GIVEN INSTRUCTION 1 — Summarize the Django project excerpt in two sentences.
GIVEN INSTRUCTION 2 — In the Django project excerpt, what does the crawl command call once the crawl's deferred finishes?

══ PAGE EXCERPT ══

I created a Django project "channels-scrapy" with two applications:

  1. Django app myapp, which is responsible for launching Scrapy spiders via Django custom command crawl:

myapp.management.commands.crawl.py

from scrapy.crawler import CrawlerRunner
from scrapy.utils.log import configure_logging
from scrapy.utils.project import get_project_settings
from django.core.management.base import BaseCommand


class Command(BaseCommand):
    help = 'Runs the specified spider'

    def add_arguments(self, parser):
        parser.add_argument('spider', type=str, help="The spider name that to be located, instanced, and crawled.")

    def handle(self, *args, **options):
        # An asyncio Twisted reactor has already installed (AsyncioSelectorReactor object)
        from twisted.internet import reactor

        configure_logging()
        runner = CrawlerRunner(settings=get_project_settings())
        d = runner.crawl(options['spider'])
        d.addBoth(lambda _: reactor.stop())
        reactor.run()   # the script will block here until the crawling is finished
  1. Scrapy app scrapy_app, which contains spiders. For this example, there is only one spider (TestSpider):

scrapy_app.spiders.py

import scrapy


class TestSpider(scrapy.Spider):
    name = "example"
    # If you comment these settings, then no problem will appear.
    custom_settings = {
        "DOWNLOAD_HANDLERS": {
            "https": "scrapy_playwright.handler.ScrapyPlaywrightDownloadHandler",
        },
    }

    def start_requests(self):
        yield scrapy.Request(url="https://example.org", meta={"playwright": True})

═══
══ PROVIDED INFORMATION ══

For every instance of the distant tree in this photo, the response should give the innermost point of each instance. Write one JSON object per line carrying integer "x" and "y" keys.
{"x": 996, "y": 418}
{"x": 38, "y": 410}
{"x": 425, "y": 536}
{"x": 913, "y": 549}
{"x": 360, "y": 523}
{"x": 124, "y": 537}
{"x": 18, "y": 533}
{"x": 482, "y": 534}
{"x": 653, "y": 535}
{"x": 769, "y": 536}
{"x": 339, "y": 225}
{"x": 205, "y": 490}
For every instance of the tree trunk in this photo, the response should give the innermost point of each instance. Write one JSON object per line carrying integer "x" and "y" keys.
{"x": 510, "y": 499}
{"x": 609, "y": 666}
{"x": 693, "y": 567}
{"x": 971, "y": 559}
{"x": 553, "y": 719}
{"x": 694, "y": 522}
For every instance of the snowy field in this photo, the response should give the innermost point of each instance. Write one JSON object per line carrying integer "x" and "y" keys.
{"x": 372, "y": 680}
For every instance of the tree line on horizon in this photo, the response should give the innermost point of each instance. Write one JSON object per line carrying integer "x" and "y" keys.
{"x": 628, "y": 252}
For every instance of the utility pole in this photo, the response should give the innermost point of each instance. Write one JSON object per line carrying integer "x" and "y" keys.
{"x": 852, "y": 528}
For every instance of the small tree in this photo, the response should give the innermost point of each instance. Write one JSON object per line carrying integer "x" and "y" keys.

═══

RIGHT ANSWER 1 — The Django project "channels-scrapy" has two applications: myapp, whose custom crawl command launches a named Scrapy spider with a CrawlerRunner and runs the Twisted reactor until the crawl finishes, and scrapy_app, which holds the spiders. Its only spider, TestSpider (named "example"), requests https://example.org with Playwright enabled and sets a scrapy_playwright HTTPS download handler, and a comment says no problem appears if those settings are commented out.

RIGHT ANSWER 2 — It calls reactor.stop().